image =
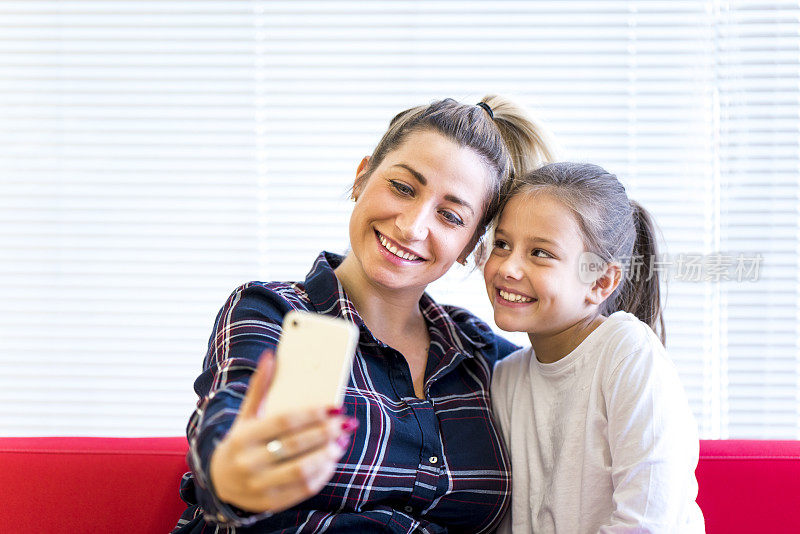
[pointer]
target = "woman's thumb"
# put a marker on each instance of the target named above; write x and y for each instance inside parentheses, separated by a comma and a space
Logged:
(259, 385)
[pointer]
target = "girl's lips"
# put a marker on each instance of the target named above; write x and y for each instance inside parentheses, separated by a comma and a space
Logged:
(384, 242)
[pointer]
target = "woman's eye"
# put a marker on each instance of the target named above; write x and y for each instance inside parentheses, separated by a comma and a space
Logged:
(452, 218)
(401, 188)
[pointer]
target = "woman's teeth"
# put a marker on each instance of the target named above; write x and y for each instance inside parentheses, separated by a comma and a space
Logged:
(394, 250)
(513, 297)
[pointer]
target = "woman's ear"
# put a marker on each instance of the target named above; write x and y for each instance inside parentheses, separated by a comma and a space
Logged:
(358, 183)
(605, 284)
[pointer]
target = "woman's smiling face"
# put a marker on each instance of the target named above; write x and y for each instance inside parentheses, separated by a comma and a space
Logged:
(418, 212)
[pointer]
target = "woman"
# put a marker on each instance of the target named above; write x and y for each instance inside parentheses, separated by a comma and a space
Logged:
(420, 450)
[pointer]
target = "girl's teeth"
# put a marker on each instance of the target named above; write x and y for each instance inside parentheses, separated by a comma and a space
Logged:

—————

In the entries above, how many lines contain the word "woman"? Provide the number alone.

6